■ Exercise data:
▬▬▬▬▬▬

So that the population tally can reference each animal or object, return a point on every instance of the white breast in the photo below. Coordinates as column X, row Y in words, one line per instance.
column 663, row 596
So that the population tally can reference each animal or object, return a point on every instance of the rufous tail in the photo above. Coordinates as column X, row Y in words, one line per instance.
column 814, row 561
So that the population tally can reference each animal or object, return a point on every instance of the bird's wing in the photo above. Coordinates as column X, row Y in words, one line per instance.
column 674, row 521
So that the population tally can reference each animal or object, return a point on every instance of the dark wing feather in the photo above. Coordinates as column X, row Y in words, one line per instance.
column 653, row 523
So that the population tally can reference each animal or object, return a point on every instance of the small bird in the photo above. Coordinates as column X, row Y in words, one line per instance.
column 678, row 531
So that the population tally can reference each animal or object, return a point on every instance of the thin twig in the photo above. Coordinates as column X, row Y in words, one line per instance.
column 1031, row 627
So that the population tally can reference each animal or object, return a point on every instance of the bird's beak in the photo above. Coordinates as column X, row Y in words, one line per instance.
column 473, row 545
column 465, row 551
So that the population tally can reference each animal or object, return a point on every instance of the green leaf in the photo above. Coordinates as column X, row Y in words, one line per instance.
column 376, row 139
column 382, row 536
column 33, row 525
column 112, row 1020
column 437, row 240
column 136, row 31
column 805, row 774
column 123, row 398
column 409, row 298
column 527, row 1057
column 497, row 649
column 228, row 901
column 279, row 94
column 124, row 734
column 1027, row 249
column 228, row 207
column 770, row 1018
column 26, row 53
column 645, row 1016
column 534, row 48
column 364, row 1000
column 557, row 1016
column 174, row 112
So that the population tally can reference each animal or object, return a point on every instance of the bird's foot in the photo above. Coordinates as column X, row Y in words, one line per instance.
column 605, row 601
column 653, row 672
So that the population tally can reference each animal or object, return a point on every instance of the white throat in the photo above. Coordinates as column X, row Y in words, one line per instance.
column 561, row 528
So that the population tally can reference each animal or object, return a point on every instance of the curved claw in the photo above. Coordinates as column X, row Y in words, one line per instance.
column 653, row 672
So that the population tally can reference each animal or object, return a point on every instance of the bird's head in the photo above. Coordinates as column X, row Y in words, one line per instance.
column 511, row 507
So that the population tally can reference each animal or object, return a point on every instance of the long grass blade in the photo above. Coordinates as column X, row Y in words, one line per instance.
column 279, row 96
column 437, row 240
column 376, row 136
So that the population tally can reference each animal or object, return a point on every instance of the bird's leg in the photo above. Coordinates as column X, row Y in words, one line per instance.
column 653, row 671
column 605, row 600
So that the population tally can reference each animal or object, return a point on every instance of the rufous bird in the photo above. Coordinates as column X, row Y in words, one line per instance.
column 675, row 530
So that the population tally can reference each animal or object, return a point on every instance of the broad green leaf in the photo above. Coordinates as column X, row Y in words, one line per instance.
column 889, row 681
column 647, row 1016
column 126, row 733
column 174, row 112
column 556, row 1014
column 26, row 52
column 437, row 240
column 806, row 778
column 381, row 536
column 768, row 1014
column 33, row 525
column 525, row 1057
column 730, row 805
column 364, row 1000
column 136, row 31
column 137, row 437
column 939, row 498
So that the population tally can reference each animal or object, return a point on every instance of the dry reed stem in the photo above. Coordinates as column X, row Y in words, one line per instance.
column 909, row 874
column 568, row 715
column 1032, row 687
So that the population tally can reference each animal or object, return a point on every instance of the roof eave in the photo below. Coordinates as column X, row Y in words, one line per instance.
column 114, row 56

▬▬▬▬▬▬

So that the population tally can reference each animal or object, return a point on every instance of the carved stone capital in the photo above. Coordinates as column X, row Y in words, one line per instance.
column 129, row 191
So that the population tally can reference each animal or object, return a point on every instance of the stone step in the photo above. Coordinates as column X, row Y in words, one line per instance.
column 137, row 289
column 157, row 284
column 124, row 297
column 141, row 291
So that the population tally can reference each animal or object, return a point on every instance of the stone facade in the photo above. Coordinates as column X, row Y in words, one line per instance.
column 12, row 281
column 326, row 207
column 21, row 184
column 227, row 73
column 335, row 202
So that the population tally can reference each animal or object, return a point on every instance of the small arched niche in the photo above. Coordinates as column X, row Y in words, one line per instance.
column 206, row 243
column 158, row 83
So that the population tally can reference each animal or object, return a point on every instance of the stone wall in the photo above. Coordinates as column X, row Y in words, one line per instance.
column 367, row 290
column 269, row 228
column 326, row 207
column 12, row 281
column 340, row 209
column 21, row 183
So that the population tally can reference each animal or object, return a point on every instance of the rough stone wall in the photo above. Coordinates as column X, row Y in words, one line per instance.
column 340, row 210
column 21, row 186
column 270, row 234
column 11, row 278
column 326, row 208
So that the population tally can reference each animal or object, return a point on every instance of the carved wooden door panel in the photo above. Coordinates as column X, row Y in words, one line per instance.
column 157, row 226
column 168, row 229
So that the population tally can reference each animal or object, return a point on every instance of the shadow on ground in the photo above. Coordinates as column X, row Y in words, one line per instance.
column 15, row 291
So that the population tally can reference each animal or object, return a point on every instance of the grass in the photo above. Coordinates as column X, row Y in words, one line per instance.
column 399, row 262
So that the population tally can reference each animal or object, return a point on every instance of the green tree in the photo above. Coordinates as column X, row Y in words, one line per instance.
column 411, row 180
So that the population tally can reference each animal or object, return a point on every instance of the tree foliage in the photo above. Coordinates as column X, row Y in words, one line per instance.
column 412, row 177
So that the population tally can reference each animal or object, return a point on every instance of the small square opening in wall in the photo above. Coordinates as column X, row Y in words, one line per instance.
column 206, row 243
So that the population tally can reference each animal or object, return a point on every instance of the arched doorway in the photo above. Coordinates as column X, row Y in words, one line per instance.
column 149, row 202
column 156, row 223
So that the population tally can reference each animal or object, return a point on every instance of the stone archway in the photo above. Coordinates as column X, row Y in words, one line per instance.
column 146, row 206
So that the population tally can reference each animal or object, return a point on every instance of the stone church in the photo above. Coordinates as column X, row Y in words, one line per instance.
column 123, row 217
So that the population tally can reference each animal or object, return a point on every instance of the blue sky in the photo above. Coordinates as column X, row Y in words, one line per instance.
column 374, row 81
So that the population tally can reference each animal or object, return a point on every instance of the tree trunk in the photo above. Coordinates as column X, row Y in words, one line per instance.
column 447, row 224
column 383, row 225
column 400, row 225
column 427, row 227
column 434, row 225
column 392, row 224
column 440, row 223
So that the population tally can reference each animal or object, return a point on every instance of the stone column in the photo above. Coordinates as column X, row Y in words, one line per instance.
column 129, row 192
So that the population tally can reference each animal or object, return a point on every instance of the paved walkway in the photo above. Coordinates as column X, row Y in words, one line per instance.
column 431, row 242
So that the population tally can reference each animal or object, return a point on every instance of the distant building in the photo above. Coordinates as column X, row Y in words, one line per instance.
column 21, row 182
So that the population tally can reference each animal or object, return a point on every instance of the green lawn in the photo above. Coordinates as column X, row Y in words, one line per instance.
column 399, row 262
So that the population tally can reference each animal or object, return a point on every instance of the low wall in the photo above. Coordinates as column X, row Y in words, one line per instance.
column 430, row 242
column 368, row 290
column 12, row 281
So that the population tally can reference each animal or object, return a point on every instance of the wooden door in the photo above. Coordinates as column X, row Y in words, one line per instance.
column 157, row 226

▬▬▬▬▬▬

■ Exercise instructions: Rewrite the lines of the data above as a numbered list without blank lines. Start with the line that contains "the small bird" and continue through the line that contains "column 678, row 531", including both.

■ Exercise solution:
1. So that the population tally can reference each animal or object, return a point on every instance of the small bird in the photo above. Coordinates as column X, row Y in words, one line per instance.
2. column 678, row 531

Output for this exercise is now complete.